→ **Source document**
□ □ □ □ □

Our review of the record on appeal and the applicable law convinces us that the only way Regina would be entitled to recover any portion of the $50,000.00 in insurance proceeds that Darren received is if she proved she was an insured under the flood policy Fidelity National issued to Darren. Regina failed to do so. The mere fact that in her brief on appeal she repeatedly refers to herself as an insured under Darren’s flood policy does not make her one. Despite her contentions to the contrary, we disagree that it has been “proven and accepted” that Regina’s property was covered under the policy.
A court of appeal is a court of record, which must limit its review to evidence in the record before it. La. C.C.P. art. 2164; Board of Directors of Industrial Development Bd. of City of New Orleans v. All Taxpayers, Property Owners, Citizens of New Orleans, 03-0826, p. 4 (La. App. 4 Cir. 5/29/03), 848 So.2d 740, 744. An appellate court cannot review evidence that is not in the record on appeal and cannot receive new evidence. Id. While a copy of the Flood Declarations Policy page, introduced into evidence at trial without objection, is contained in the record, a copy of the Fidelity National flood policy itself is not. According to the Flood Declarations Policy page, Darren is the only named insured under the policy. This fact is substantiated by Darren’s trial testimony, which confirms his is the only named insured. Other than Regina’s unsubstantiated assertions to the contrary in her counsel’s arguments to the court, Darren’s testimony is uncontroverted.
The Flood Policy Declarations contained in the record indicates that the flood policy Fidelity National issued to Darren was a “dwelling” type Standard | nFlood Insurance Policy (“SFIP”). SFIP policies are issued under the auspices of the National Flood Insurance Program (“NFIP”), which was established by Congress under the National Flood Insurance Act of 1968. See 42 U.S.C. § 4001. “Flood insurance policies can be issued directly by [the Federal Emergency Management Agency] or through private insurers known as ‘Write Your Own’ companies [such as Fidelity National]. By statute, these companies are fiscal agents of the United States.” Gowland v. Aetna, 143 F.3d 951, 953 (5th Cir.1998); 42 U.S.C. § 4071. The terms and conditions of all federal flood insurance policies are fixed. See Gowland v. Aetna, 143 F.3d at 953. The provisions of a policy issued under a federal program must be strictly construed and enforced. Id. at 954. The specific terms of a SFIP dwelling policy, such as the one Fidelity National issued to Darren, were established by regulations promulgated by FEMA, and are found at Appendix A(l) to Part 61 of Title 44 of the Code of Federal Regulations.
Pursuant to La. C.E. art. 202, a court may take judicial notice of certain matters. Specifically, Article 202 provides, in pertinent part:
A. Mandatory. A court, whether requested to do so or not, shall take judicial notice of the laws of the United States, of every state, territory, and other jurisdiction of the United States, and of the ordinances enacted by any political subdivision *1206within the court’s territorial jurisdiction w hen ever certified copies of the ordinances have been filed with the clerk of that court.
B. Other legal matters. (1) A court shall take judicial notice of the following if a party requests it and provides the court with the information needed by it to comply with the request, and may take judicial notice without request of a party of: (e) Rule and decisions of ... agencies of the United States ... or other jurisdiction of the United States which have been duly published and promulgated and which have the effect of |inlaw within their respective jurisdictions. (Emphasis supplied.)

□ □ □ □ □

→ **Material**
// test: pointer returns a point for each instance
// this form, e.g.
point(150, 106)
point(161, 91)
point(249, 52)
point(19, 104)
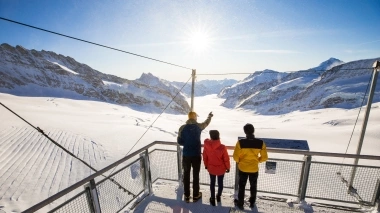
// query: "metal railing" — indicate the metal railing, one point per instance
point(162, 160)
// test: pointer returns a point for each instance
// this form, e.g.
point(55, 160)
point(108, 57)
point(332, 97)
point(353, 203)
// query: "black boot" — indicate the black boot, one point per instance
point(212, 201)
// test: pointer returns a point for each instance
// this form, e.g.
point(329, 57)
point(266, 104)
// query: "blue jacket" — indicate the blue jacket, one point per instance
point(189, 136)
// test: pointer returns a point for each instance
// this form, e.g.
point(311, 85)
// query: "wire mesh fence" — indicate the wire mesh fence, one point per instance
point(112, 197)
point(323, 181)
point(79, 203)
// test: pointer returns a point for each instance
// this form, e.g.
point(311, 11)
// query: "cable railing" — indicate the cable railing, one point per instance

□ □ □ □ □

→ **Written instruction**
Write the next part of the court opinion on Regina's flood insurance claim, picking up after its last sentence.

→ **Output for this exercise**
We note that neither party requested that the court take judicial notice of the terms and conditions of the SFIP dwelling policy set forth in 44 C.F.R. pt. 61, app. A(l) or provided the court with the information it needed to comply with such a request. Accordingly, while La. C.E. art. 202 provides an avenue by which the trial court could have, in its discretion, taken judicial notice of the provisions of the SFIP issued to Darren, the trial court was not required to and did not do so in this case. Even if, however, this court were to consider it an abuse of discretion that the trial court failed to take judicial notice of the SFIP Fidelity National issued to Darren, Regina still does not prevail on her claim for conversion of the policy proceeds paid to Darren (i.e., that portion of the proceeds attributed to the value of the destroyed personal property belonging to her). The personal property coverage provided by a SFIP only applies to property owned by the named insured (i e., Darren), or the named insured’s “household family members.” As Darren and Regina both testified at trial that they were never married, the record is devoid of evidence establishing that Regina qualified as a “household family member” or that her personal property was otherwise covered under the policy.
Without a copy of the policy, and absent a stipulation by the parties or a factual or legal determination made by the court below that Regina is, in fact or by law, an insured or an additional insured under Fidelity National’s flood policy, we conclude that Regina failed to establish her status as an insured entitled to recover any portion of the policy proceeds paid to Darren.
According to our review of Fidelity National’s flood loss adjustment of Darren’s contents claim, and considering the various depreciation calculations |nmade by its adjuster, as noted by the trial court in its written reasons for judgment, it does appear that Darren received a greater sum from Fidelity National than he may have been entitled to without the inclusion of Regina’s property in the adjustment. We agree with the trial court, however, that to the extent Darren may have been unjustly enriched by the amount he received from Fidelity National, the right to recoup any overpayment inures to the benefit of the insurance company, not to Regina.
Under the facts presented in this case, and applying the law applicable to those facts, we do not find the trial court manifestly erred or was clearly wrong in its findings and/or legal determination that Regina failed to establish her entitlement to any portion of the insurance payment made to Darren.
CONCLUSION
For the foregoing reasons, we affirm the trial court’s judgment dismissing Regina’s claim against Darren for conversion.
AFFIRMED.
. Regina claims they cohabitated for twelve years, while Darren contends they lived together for eight or nine.
. While Regina introduced Fidelity National's response to a subpoena duces tecum into evidence pursuant to La. C.C.P. arts. 1450 A(3)(a)(witness was unavailable) and A(3)(b)(witness resides more than one hundred miles from the place of trial), which response contained a copy of Fidelity National’s claims file, including a copy of a Flood Policy Declarations page for the policy in effect from 3/07/2005 to 3/07/2006, Fidelity National’s file did not contain a copy of the actual flood policy that it issued to Darren. A copy of the flood policy was not otherwise introduced into evidence nor is the policy contained in the appellate record.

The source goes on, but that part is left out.